--- Start DATA IN THIS EXERCISE ---
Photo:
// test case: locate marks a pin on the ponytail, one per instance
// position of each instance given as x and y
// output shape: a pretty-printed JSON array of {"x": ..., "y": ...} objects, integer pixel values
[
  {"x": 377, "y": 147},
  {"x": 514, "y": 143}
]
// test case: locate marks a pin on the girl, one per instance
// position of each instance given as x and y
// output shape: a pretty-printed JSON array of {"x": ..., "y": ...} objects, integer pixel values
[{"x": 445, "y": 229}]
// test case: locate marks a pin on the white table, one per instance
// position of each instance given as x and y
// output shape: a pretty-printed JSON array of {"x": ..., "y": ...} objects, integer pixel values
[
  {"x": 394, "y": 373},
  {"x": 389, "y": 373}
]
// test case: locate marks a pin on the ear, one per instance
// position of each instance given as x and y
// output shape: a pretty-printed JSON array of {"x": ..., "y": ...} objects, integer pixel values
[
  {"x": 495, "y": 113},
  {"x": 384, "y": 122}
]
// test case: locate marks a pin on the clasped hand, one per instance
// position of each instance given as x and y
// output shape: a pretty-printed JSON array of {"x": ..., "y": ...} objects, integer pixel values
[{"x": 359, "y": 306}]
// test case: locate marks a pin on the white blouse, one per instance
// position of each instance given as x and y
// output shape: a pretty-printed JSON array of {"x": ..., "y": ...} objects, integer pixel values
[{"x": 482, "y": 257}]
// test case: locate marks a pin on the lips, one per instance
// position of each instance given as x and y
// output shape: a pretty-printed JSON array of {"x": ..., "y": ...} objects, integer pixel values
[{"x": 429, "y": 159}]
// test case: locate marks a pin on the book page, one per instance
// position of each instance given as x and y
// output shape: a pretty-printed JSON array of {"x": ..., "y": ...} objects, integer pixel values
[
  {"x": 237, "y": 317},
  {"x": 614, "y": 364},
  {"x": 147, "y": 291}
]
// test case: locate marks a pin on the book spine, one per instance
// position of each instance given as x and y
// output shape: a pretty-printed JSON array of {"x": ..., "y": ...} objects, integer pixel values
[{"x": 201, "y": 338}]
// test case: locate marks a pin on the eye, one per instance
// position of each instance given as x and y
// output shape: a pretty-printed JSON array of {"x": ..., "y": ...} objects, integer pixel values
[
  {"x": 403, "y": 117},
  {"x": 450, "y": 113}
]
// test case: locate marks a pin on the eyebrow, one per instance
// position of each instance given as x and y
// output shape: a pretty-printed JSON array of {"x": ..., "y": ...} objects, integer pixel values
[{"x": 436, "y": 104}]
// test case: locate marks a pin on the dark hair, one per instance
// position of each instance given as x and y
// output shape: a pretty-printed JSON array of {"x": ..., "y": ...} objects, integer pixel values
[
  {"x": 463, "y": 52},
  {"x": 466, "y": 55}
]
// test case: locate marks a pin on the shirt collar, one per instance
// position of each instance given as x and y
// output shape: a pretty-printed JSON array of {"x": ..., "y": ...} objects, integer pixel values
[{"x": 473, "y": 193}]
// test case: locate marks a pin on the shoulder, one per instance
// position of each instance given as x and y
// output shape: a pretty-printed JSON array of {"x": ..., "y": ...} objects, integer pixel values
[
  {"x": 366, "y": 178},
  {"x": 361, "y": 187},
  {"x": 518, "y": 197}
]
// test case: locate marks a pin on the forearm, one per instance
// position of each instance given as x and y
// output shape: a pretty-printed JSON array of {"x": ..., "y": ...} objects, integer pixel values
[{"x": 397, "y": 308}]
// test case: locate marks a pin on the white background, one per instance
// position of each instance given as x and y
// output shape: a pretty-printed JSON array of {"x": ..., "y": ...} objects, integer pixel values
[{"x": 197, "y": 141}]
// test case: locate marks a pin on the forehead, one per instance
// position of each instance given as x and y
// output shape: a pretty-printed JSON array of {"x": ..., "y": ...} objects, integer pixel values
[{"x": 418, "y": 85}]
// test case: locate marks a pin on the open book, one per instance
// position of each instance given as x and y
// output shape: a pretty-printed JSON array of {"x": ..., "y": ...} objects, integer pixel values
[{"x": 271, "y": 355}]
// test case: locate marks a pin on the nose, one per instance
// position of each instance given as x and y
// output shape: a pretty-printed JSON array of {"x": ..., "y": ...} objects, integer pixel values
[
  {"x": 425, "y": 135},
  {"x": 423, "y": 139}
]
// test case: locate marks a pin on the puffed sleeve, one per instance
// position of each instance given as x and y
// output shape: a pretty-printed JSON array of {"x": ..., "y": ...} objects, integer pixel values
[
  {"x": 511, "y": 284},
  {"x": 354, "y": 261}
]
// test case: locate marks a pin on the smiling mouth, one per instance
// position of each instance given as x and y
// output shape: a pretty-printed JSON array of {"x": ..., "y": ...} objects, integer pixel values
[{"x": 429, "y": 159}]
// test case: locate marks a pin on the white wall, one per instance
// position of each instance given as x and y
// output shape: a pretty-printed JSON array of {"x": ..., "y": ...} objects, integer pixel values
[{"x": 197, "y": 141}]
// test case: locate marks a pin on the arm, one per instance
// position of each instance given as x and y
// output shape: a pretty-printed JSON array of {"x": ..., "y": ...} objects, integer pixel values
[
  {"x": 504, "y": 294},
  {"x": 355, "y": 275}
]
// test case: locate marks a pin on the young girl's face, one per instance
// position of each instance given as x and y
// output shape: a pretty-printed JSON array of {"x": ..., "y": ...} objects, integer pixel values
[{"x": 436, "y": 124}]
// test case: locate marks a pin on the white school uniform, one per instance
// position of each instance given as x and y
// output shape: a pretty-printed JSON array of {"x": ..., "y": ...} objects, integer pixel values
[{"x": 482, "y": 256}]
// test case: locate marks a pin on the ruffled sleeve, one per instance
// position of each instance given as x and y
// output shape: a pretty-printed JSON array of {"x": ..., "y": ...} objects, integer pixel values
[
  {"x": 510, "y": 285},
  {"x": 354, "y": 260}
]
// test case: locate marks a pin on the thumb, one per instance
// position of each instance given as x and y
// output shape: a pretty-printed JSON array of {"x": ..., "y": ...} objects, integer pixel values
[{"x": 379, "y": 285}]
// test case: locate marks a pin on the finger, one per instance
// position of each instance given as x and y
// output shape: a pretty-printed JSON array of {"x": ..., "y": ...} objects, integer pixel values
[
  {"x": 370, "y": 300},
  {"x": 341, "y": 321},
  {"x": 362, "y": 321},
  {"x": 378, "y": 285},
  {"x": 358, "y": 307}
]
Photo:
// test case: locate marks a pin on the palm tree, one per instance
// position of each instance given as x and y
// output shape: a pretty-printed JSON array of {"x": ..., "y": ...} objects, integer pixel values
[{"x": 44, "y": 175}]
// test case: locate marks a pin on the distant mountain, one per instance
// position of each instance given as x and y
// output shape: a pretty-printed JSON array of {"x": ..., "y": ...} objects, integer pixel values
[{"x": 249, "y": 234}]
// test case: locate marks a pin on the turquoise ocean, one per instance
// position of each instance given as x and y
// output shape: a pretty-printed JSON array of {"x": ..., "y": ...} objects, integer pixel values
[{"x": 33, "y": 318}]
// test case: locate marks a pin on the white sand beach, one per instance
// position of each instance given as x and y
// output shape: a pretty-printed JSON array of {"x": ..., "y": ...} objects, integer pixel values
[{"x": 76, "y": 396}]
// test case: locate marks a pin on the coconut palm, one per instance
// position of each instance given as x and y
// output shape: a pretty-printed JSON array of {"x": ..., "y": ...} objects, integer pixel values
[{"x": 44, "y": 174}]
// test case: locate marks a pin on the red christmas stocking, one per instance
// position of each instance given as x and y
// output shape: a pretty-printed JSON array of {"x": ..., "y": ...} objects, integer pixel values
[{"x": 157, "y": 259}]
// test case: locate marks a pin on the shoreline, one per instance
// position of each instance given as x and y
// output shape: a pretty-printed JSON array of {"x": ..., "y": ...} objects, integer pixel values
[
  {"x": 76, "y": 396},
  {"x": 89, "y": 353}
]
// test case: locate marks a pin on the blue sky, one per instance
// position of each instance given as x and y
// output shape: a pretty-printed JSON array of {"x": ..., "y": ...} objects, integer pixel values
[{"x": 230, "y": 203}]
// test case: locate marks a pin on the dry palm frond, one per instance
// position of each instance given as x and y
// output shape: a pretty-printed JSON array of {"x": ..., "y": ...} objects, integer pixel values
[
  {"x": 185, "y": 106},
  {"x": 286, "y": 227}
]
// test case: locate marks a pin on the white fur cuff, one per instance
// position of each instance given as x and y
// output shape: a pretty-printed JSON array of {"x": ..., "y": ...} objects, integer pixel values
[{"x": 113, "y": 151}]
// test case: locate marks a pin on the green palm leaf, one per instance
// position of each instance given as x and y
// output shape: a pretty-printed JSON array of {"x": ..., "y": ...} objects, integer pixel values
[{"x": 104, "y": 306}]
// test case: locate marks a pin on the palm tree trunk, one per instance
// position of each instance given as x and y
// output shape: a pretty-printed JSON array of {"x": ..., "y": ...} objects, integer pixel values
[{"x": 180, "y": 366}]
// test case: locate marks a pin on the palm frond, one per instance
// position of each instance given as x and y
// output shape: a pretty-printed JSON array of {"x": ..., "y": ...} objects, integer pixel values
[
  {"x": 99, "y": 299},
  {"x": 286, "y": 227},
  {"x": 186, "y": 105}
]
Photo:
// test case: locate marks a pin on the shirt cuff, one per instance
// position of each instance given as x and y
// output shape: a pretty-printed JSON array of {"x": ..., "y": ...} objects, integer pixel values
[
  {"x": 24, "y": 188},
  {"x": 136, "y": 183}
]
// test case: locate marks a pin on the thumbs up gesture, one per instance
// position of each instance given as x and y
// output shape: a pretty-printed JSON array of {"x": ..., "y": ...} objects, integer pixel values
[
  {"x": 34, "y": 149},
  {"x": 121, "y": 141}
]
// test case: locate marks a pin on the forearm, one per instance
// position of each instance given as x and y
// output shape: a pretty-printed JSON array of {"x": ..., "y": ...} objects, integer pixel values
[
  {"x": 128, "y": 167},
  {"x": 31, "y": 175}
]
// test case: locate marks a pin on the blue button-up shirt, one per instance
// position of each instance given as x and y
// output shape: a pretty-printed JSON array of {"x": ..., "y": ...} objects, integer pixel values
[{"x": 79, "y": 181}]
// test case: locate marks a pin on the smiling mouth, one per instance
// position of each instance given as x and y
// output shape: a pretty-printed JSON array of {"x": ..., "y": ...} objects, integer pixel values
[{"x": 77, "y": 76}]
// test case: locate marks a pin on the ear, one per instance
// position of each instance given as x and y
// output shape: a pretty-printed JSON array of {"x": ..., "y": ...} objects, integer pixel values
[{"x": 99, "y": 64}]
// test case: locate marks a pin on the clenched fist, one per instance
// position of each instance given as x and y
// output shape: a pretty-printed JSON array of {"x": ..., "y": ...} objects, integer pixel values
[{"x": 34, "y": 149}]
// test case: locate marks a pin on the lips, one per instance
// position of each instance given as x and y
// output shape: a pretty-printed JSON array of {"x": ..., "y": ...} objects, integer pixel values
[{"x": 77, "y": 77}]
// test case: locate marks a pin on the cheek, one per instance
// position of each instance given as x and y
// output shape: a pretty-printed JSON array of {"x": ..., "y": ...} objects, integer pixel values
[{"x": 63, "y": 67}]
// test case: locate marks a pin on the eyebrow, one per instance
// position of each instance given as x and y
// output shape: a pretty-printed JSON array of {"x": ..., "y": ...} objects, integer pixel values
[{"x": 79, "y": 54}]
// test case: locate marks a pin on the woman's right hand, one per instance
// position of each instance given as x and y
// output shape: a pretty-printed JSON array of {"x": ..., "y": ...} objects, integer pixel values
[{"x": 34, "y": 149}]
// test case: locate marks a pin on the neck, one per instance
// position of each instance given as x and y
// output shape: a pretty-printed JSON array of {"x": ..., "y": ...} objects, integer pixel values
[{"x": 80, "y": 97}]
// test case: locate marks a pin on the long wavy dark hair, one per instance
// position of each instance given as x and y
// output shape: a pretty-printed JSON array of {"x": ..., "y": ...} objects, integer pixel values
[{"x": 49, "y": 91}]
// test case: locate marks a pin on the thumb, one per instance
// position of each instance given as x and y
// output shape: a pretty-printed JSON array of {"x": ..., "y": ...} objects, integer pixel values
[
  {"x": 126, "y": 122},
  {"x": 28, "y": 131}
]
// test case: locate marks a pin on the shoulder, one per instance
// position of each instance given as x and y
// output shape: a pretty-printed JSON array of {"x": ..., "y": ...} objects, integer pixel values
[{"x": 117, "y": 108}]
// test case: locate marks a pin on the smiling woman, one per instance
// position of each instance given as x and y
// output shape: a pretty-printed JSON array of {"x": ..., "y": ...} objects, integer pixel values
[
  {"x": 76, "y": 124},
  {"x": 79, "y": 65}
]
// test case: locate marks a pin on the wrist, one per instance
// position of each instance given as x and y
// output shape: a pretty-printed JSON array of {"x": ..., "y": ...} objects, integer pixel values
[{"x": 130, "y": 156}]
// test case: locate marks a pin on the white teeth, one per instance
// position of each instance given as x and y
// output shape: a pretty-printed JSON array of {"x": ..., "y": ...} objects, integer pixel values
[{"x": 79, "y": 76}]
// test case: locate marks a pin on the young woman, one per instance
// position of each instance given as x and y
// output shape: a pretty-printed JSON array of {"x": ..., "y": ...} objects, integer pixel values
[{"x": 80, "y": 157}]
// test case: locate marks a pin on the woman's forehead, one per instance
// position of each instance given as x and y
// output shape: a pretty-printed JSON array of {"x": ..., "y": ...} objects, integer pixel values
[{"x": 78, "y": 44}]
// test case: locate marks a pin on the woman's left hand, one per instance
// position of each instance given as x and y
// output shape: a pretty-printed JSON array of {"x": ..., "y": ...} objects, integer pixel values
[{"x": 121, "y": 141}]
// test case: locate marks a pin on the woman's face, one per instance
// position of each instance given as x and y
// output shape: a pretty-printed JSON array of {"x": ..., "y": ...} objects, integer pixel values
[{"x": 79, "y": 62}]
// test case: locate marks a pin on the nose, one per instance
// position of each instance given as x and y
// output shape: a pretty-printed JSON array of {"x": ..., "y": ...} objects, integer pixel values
--- End DATA IN THIS EXERCISE ---
▶ EXERCISE BRIEF:
Copy exactly, and only, the lines from the one containing "wrist, one per instance" through the last line of the listing.

▶ FINISHED ANSWER:
// test case: locate marks a pin on the wrist, one per instance
// position of each instance given as x and y
// output shape: a pretty-printed JSON array of {"x": ..., "y": ...} objects, integer pixel values
[{"x": 130, "y": 156}]
// test case: locate marks a pin on the white teeth, one per instance
// position of each instance given as x and y
// output shape: a pretty-printed JSON array of {"x": ..., "y": ...} objects, integer pixel values
[{"x": 79, "y": 76}]
// test case: locate marks a pin on the young woman, one per instance
// position of each instance given as x and y
// output shape: a pretty-printed JSON array of {"x": ..., "y": ...} objects, integer pixel values
[{"x": 80, "y": 157}]
// test case: locate marks a pin on the woman's forehead, one per instance
// position of each instance given as x and y
// output shape: a pretty-printed JSON array of {"x": ..., "y": ...} objects, integer pixel values
[{"x": 78, "y": 44}]
// test case: locate marks a pin on the woman's left hand, one per instance
// position of each instance given as x and y
// output shape: a pretty-printed JSON array of {"x": ..., "y": ...} objects, integer pixel values
[{"x": 121, "y": 141}]
// test case: locate marks a pin on the woman's face, one per instance
// position of each instance given as x and y
// output shape: a pretty-printed JSON array of {"x": ..., "y": ...} objects, integer pixel values
[{"x": 79, "y": 62}]
// test case: locate marks a pin on the nose, one per instance
// position of each instance given as x and y
// output shape: a pretty-printed JSON array of {"x": ..., "y": ...} objects, integer pixel values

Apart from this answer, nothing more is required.